Instructions for the task.
Recast every line of the rows below as a Markdown table with the columns "Line" and "Content", giving each line its number and skipping blank lines. Leave the pictures out of the answer.

---

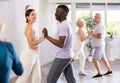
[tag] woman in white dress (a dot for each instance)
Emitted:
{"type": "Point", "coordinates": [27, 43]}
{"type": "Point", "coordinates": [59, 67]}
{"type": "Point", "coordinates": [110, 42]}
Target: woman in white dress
{"type": "Point", "coordinates": [79, 45]}
{"type": "Point", "coordinates": [30, 55]}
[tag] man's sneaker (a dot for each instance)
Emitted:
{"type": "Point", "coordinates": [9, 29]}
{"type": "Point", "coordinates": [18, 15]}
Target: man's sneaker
{"type": "Point", "coordinates": [108, 73]}
{"type": "Point", "coordinates": [98, 75]}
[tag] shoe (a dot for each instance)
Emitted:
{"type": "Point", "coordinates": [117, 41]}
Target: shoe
{"type": "Point", "coordinates": [108, 73]}
{"type": "Point", "coordinates": [98, 75]}
{"type": "Point", "coordinates": [82, 74]}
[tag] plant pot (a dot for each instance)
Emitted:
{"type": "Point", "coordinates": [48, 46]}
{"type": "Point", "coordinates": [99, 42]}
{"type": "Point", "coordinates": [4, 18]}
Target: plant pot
{"type": "Point", "coordinates": [89, 58]}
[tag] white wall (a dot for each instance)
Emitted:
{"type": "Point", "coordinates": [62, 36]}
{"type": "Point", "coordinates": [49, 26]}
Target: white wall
{"type": "Point", "coordinates": [84, 1]}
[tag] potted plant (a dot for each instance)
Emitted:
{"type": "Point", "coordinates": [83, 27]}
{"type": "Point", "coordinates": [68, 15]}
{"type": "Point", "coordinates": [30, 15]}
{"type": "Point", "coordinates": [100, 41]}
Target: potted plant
{"type": "Point", "coordinates": [90, 24]}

---

Result of the exercise.
| Line | Content |
|---|---|
| 1 | [tag] woman in white dress (a dot for each instance) |
| 2 | Emitted: |
| 3 | {"type": "Point", "coordinates": [27, 43]} |
| 4 | {"type": "Point", "coordinates": [59, 67]} |
| 5 | {"type": "Point", "coordinates": [110, 42]} |
| 6 | Target: woman in white dress |
| 7 | {"type": "Point", "coordinates": [79, 45]} |
| 8 | {"type": "Point", "coordinates": [30, 55]} |
| 9 | [tag] man's sneaker (a dot for each instance) |
| 10 | Emitted: |
| 11 | {"type": "Point", "coordinates": [9, 29]} |
| 12 | {"type": "Point", "coordinates": [18, 15]} |
| 13 | Target: man's sneaker |
| 14 | {"type": "Point", "coordinates": [108, 73]} |
| 15 | {"type": "Point", "coordinates": [98, 75]} |
| 16 | [tag] shoe (a dot for each instance) |
| 17 | Emitted: |
| 18 | {"type": "Point", "coordinates": [117, 41]} |
| 19 | Target: shoe |
| 20 | {"type": "Point", "coordinates": [108, 73]} |
| 21 | {"type": "Point", "coordinates": [98, 75]} |
| 22 | {"type": "Point", "coordinates": [82, 74]} |
| 23 | [tag] plant pot (a dot for each instance) |
| 24 | Emitted: |
| 25 | {"type": "Point", "coordinates": [48, 46]} |
| 26 | {"type": "Point", "coordinates": [99, 42]} |
| 27 | {"type": "Point", "coordinates": [4, 18]} |
| 28 | Target: plant pot |
| 29 | {"type": "Point", "coordinates": [89, 58]} |
| 30 | [tag] white wall (a dot for each instance) |
| 31 | Emitted: |
| 32 | {"type": "Point", "coordinates": [62, 36]} |
| 33 | {"type": "Point", "coordinates": [49, 26]} |
| 34 | Target: white wall |
| 35 | {"type": "Point", "coordinates": [84, 1]} |
| 36 | [tag] potted plant (a dot for each instance) |
| 37 | Emitted: |
| 38 | {"type": "Point", "coordinates": [83, 27]} |
| 39 | {"type": "Point", "coordinates": [68, 15]} |
| 40 | {"type": "Point", "coordinates": [30, 15]} |
| 41 | {"type": "Point", "coordinates": [100, 41]} |
| 42 | Target: potted plant |
| 43 | {"type": "Point", "coordinates": [90, 24]} |